Повседневная жизнь русского литературного Парижа, 1920–1940 (Зверев) - страница 157

«Печаль пространства, времени, формы преследует меня всю жизнь, — записано Буниным, когда он готовился к „Жизни Арсеньева“. — И всю жизнь, сознательно и бессознательно, то и дело я преодолеваю их».

«Книга моей жизни» стала самой серьезной попыткой такого преодоления. Начинающий писатель Арсеньев чувствует, что его «все ранило — чуть не всякое мимолетное впечатление — и, ранив, рождало порыв не дать ему, этому впечатлению, пропасть даром, исчезнуть бесследно». Для Арсеньева подобная цепкость взгляда и постепенно обретаемая способность воплотить увиденное в слове ценнее всего остального, и напрасно приятели брата, запоздалые народники, чье божество Чернышевский, пробуют его убедить, что литератор прежде всего призван служить общественному благу. Лика тоже удивлена, как это можно писать все о погоде да о природе, словно нет более интересных тем. «Вечный раздор между мечтой и существенностью» остро мучает Арсеньева, убедившегося, что «полнота и цельность любви» недостижима. И может быть, всего болезненнее Арсеньев ощущает «раздор» оттого, что его избраннице чуждо, попросту недоступно то, чем он по-настоящему живет.

Проходят десятилетия, и все пережитое им в юности, в легендарную пору, когда, «казалось, ожидала его вся прелесть и радость мира», становится только памятью — однако настолько яркой, словно бы время над нею не властно. В одном из ранних вариантов «Жизнь Арсеньева» начиналась с утверждения: «Ничто не определяет нас так, как род нашей памяти». А память героя необычно устроена: она удерживает по преимуществу все частное, едва заметное, почти неуловимое, однако соотнесенное с минутами почти предельной эмоциональной напряженности. Эти мгновенья будут возвращаться все снова и снова, переживаясь уже совсем не так, как когда-то их пережил юный провинциал с художественными запросами и наклонностями, но оставшись нестертыми, точно все это было буквально вчера.

Для Арсеньева, когда он описывает годы своего детства и взросления, трудность вовсе не в том, чтобы ожили тени, чтобы вернулись образы, восстановились события, канувшие в вечность. Они — события, образы, тени — все так же реальны и зримы, ничто не пропало, и стоят перед глазами кустарники в лощинах, волнистые поля, станицы, поражавшие чистотой и многолюдством, нагретые жгучим солнцем хлеба и травы сразу за обветшавшим амбаром. Или старинный город над скалистыми обрывами, алые дымы из труб в морозный день, нищая дурочка Дуня, замерзшая на паперти собора и похороненная по-царски, хотя над ней всю жизнь измывались елецкие обыватели.

Описания областей на естественном языке:
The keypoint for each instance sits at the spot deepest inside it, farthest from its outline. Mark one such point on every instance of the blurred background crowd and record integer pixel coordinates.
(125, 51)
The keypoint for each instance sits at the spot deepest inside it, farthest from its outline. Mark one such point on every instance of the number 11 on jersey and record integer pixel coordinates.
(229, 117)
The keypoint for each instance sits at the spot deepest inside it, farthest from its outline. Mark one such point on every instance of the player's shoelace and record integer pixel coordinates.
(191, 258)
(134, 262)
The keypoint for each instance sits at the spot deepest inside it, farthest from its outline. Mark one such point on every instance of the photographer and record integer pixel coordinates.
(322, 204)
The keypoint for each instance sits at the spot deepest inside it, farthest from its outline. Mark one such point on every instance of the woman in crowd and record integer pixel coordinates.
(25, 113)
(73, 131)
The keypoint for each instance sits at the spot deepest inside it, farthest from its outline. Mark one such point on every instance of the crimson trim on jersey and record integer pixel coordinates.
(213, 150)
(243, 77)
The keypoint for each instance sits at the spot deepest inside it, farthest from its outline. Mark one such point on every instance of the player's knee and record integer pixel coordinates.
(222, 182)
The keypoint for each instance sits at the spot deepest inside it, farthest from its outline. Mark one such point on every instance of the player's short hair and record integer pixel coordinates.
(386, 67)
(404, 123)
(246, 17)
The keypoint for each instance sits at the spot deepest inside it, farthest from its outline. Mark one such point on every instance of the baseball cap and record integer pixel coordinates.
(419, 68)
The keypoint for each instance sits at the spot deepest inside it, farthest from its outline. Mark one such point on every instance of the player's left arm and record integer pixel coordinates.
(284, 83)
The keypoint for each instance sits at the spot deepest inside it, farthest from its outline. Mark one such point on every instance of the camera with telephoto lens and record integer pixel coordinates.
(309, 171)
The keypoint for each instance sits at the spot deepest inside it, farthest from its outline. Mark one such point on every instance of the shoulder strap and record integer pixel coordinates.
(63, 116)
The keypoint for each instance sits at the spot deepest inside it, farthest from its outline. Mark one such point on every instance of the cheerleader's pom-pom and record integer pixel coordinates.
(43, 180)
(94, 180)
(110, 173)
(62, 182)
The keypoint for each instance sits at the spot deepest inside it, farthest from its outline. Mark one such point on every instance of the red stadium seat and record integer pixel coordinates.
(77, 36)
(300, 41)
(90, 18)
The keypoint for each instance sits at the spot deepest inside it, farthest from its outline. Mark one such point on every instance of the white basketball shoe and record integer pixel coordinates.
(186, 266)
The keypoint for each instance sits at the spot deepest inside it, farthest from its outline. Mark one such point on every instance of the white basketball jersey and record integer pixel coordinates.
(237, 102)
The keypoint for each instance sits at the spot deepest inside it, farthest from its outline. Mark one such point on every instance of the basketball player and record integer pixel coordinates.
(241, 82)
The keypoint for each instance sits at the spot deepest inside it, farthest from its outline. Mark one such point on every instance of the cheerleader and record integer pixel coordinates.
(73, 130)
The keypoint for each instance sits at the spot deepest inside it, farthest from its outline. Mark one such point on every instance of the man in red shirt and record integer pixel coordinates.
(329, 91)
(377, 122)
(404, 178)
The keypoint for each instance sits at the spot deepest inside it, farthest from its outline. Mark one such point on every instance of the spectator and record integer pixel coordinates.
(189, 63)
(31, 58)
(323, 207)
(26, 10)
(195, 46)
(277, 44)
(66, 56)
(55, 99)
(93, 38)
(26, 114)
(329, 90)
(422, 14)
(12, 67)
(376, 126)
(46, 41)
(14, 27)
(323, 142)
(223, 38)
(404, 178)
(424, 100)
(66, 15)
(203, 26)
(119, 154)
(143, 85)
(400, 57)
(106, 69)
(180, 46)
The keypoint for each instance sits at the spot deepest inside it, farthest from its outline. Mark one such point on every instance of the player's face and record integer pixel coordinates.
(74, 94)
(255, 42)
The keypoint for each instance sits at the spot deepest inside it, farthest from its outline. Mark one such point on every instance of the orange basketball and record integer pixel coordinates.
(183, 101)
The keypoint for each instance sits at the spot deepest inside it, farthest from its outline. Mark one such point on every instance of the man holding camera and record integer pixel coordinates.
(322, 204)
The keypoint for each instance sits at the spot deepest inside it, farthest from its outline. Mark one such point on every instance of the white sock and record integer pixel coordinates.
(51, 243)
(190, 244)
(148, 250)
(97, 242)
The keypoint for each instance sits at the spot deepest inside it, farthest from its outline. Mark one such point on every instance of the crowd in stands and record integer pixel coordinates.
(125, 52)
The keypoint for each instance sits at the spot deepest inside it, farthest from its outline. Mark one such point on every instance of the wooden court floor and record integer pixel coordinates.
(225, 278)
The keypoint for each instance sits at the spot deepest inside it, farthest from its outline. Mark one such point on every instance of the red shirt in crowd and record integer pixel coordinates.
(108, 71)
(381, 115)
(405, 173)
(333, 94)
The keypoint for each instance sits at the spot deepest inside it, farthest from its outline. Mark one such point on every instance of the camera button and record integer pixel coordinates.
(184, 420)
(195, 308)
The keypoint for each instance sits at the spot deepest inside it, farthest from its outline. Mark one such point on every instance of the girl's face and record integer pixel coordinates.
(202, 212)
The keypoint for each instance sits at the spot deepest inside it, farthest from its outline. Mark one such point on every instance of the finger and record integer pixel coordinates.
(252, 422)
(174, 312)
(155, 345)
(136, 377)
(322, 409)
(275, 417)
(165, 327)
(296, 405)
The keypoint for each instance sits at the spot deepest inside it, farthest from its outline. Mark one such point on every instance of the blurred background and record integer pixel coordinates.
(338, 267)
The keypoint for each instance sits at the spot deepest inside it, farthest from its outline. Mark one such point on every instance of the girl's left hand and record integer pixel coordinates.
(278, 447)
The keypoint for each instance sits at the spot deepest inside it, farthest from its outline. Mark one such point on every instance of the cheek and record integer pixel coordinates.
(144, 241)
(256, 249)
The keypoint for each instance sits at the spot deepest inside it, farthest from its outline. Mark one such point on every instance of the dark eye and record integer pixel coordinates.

▶ [ЗАДАЧИ]
**1)** Согласуются ли с отрывком о «Жизни Арсеньева» следующие утверждения? (а) Приятели брата Арсеньева были народниками, почитавшими Чернышевского. (б) Лика разделяет стремление Арсеньева писать о погоде и природе. (в) Дурочку Дуню похоронили бедно. Для каждого ответьте «да» или «нет» и приведите решающие слова отрывка точной цитатой.
**2)** Продублируйте часть отрывка о «Жизни Арсеньева», которая открывается словами, содержащими «Проходят десятилетия, и», и заканчивается словами «было буквально вчера.».

▶ [ОТВЕТЫ НИЖЕ]
**1)**
(а) Да: «приятели брата, запоздалые народники, чье божество Чернышевский».
(б) Нет: «Лика тоже удивлена, как это можно писать все о погоде да о природе, словно нет более интересных тем».
(в) Нет: «замерзшая на паперти собора и похороненная по-царски».

**2)**
Проходят десятилетия, и все пережитое им в юности, в легендарную пору, когда, «казалось, ожидала его вся прелесть и радость мира», становится только памятью — однако настолько яркой, словно бы время над нею не властно. В одном из ранних вариантов «Жизнь Арсеньева» начиналась с утверждения: «Ничто не определяет нас так, как род нашей памяти». А память героя необычно устроена: она удерживает по преимуществу все частное, едва заметное, почти неуловимое, однако соотнесенное с минутами почти предельной эмоциональной напряженности. Эти мгновенья будут возвращаться все снова и снова, переживаясь уже совсем не так, как когда-то их пережил юный провинциал с художественными запросами и наклонностями, но оставшись нестертыми, точно все это было буквально вчера.